TASK INSTRUCTIONS
Print every one of the items below verbatim, keeping each line as it appears.

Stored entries
::::

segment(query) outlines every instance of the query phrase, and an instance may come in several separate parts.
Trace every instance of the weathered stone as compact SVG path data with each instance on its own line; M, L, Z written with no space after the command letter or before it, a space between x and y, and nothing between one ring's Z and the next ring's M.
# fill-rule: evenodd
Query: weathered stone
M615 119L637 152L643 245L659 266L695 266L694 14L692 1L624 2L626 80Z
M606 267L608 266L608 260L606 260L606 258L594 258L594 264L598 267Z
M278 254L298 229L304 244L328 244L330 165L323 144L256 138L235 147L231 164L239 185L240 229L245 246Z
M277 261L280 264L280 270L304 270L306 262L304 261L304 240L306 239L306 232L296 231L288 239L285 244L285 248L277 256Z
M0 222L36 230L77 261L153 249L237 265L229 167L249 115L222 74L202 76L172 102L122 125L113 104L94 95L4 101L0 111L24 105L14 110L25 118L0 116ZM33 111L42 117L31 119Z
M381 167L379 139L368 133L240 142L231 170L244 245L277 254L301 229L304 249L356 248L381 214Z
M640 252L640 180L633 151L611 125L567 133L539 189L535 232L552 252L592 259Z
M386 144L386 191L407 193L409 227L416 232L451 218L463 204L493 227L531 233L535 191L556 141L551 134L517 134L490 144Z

::::

RESULT OF THE TASK
segment(query) outlines every instance of the query phrase, and an instance may come in several separate parts.
Trace every instance of the weathered stone as compact SVG path data with each instance on its own line; M, L, Z written with no space after the command letter or before it, a space between x and y, and nothing between one ring's Z and the next ring's M.
# fill-rule: evenodd
Query: weathered stone
M615 119L637 152L643 245L659 266L695 266L694 14L692 1L624 2L626 80Z
M606 267L608 266L608 260L606 260L606 258L594 258L594 264L598 267Z
M278 254L298 229L304 244L328 244L330 165L323 144L256 138L235 147L231 164L239 185L240 229L245 246Z
M277 261L280 264L280 270L304 270L306 262L304 261L304 240L306 239L306 232L296 231L288 239L285 244L285 248L277 256Z
M0 222L36 230L77 261L153 249L237 265L229 167L249 115L222 74L202 76L172 102L122 125L113 104L94 95L4 101L0 111L24 105L14 110L25 118L0 116ZM33 111L42 117L31 119Z
M381 167L379 139L368 133L240 142L231 170L244 245L277 254L301 229L304 249L356 248L381 214Z
M640 252L640 180L633 151L611 125L567 133L539 189L535 232L552 252L592 259Z
M386 144L386 191L407 193L409 227L416 232L451 218L463 204L493 227L531 233L535 191L556 141L551 134L517 134L490 144Z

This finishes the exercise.